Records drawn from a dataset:
☆ ☆ ☆ ☆ ☆ ☆ ☆

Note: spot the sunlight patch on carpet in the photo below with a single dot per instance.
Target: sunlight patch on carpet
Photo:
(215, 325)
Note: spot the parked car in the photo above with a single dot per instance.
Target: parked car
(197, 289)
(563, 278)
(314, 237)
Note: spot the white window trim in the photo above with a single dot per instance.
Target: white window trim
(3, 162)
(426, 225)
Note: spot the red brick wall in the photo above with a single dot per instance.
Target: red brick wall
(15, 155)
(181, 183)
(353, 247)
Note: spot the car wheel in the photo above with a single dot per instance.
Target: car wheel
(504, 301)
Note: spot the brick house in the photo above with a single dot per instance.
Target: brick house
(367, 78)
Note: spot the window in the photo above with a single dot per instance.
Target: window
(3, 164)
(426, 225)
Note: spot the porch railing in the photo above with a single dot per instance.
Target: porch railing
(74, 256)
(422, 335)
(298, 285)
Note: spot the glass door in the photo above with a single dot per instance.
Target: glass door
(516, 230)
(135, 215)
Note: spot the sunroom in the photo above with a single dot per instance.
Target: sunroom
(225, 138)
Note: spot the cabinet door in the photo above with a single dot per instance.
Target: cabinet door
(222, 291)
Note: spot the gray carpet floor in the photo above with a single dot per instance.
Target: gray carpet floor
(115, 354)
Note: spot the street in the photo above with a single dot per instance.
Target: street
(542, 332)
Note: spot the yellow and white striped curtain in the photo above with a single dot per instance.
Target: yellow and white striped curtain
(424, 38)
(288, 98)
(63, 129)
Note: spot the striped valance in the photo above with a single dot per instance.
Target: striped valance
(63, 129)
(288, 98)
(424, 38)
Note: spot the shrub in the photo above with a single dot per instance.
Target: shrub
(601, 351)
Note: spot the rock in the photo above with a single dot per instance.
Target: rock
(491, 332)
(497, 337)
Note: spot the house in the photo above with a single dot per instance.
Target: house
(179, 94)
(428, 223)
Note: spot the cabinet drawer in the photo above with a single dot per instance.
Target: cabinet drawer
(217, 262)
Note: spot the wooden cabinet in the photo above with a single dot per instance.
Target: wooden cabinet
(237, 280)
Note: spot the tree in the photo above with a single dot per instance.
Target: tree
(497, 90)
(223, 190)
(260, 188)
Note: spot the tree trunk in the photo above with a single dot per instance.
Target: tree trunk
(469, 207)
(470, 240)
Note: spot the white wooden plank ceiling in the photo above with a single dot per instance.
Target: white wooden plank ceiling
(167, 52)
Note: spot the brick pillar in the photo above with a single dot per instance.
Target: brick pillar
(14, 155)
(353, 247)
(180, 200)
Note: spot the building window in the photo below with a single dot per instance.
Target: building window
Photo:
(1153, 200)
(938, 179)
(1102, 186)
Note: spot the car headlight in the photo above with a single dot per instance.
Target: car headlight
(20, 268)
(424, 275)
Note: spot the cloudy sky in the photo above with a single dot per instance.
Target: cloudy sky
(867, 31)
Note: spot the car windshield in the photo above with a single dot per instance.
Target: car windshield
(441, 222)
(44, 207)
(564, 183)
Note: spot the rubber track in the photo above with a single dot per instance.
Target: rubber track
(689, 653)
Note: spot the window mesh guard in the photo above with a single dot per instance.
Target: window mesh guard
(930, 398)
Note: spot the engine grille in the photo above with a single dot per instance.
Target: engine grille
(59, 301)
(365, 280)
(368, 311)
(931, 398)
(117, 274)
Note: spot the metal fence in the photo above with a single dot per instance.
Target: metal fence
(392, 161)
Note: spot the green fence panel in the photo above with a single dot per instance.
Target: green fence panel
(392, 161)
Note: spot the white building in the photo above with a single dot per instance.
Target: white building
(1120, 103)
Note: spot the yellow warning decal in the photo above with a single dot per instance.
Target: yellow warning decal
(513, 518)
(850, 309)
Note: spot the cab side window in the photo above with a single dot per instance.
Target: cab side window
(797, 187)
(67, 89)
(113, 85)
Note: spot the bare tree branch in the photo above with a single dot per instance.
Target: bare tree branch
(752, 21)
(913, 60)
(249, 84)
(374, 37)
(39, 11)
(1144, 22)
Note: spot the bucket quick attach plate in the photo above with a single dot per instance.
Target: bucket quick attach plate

☆ ☆ ☆ ☆ ☆ ☆ ☆

Aim of the task>
The answer must be every line of the records above that holds the word "below".

Written response>
Note: spot the sunlight patch on carpet in the photo below with a single dot per instance.
Note: spot the building window in the photo below with a single dot per instance.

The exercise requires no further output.